To do:
From the lesson text on Beowulf and the dragon, please extract the passage starting at "We could say they" and ending at "sun, a simile.".

Text to read:
The resolution is the point in the narrative where problems are resolved.

A text map is a visual representation of a series of events, where pictures represent events.

Rich vocabulary refers to words chosen intentionally to convey a certain impression to the reader of a place, person, or thing.

And narrative developments are the content of a narrative, often including action, description, dialogue, and emotions.

Here's our lesson outline for today.

We're going to start off by rehearsing our text map using rich vocabulary, and then we'll move on to planning the climax and resolution of "Beowulf and the dragon." So as you know, we are preparing to write the climax and resolution of the story "Beowulf and the dragon." And the climax is, of course, a high-point of the action in the story and the resolution is where the problems are resolved.

And in our case, the problem is, of course, the existence of the dragon.

We've practised already storytelling with a text map that covers these events.

We started when Beowulf tries to stab the dragon and we ended when the dragon is killed.

And we've also generated some rich vocabulary to add descriptive detail and show characters' emotions.

So here's some examples of the rich vocabulary we can use to add descriptive detail.

We can describe items in the battle.

We could talk about an impenetrable shield, an ornate sword, a burnished helmet, or a sharp-tipped dagger.

We can also describe actions taken in the battle.

So we could talk about someone having slashed wildly.

We could say they stabbed brutally, they struck desperately, or they deathly dodged.

And we can use similes and metaphors to add detail as well.

We could say the dragon scales were impenetrable shields, a metaphor.

We could say its fire was as hot as the midday sun, a simile.

We could say Beowulf's sword crumpled like paper, another simile.

Or we could say the dragon's teeth were sharp-tipped daggers, another metaphor.

And we've chosen this rich vocabulary specifically because all of it builds towards the impressions we're trying to create for our reader that the battle is fierce and brutal and that the dragon is a really fearsome opponent for Beowulf.

When we were thinking about vocabulary, we also talked about how important it is to show characters' emotions during these scenes.

And we said that one way of doing that was to show-not-tell their emotions, where we describe their actions and their body language in such a way that it's clear what emotion they're feeling.

So if the character is angry, we could say that they bellowed or narrowed their eyes or brutally stabbed the dragon or leapt forward, and all of those show their anger without saying they were angry.

Part of a data file:

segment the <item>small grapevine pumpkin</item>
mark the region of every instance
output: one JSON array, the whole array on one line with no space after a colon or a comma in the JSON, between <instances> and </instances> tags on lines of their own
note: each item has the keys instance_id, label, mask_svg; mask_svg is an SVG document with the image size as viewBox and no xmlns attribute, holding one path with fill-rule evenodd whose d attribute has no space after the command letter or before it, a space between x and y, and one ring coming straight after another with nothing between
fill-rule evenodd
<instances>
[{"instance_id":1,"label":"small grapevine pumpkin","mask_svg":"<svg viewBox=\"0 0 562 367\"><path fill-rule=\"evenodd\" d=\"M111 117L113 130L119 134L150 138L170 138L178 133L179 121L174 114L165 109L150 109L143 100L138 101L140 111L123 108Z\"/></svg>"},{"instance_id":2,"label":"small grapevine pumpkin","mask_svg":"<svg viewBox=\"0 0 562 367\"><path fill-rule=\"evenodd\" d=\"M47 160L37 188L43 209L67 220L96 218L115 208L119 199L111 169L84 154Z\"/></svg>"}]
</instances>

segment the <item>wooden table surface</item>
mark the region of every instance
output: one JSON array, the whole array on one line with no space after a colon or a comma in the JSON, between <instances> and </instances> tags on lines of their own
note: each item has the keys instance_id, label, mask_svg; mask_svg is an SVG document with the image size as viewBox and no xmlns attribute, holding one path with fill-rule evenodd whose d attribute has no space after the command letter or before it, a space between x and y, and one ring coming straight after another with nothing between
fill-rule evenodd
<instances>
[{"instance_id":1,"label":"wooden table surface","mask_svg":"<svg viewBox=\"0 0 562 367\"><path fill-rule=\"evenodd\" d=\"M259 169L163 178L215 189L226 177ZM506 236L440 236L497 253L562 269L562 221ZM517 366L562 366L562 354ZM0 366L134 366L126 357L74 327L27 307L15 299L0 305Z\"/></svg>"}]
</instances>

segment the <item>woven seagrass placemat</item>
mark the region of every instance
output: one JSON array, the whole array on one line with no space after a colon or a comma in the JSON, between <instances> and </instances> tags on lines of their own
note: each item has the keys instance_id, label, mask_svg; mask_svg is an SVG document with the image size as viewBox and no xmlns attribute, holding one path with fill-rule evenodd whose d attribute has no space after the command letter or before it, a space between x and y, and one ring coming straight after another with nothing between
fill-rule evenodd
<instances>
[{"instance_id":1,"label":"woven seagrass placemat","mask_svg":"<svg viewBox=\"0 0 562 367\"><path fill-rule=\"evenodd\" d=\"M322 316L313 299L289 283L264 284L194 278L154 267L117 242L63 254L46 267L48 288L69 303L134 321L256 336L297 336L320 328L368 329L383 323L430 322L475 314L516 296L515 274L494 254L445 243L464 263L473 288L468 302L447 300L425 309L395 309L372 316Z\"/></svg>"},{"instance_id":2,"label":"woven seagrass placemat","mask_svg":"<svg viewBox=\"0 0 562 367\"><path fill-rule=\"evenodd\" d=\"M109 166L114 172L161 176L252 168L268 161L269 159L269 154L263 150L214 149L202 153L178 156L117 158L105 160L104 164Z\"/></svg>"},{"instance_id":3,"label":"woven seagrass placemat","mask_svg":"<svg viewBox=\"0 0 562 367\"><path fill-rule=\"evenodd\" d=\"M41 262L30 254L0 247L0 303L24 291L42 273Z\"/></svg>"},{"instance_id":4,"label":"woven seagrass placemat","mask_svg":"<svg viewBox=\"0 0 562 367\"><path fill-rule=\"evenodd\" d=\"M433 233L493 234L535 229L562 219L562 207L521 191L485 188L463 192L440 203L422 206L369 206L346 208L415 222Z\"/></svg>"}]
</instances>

Answer in full:
We could say they stabbed brutally, they struck desperately, or they deathly dodged.

And we can use similes and metaphors to add detail as well.

We could say the dragon scales were impenetrable shields, a metaphor.

We could say its fire was as hot as the midday sun, a simile.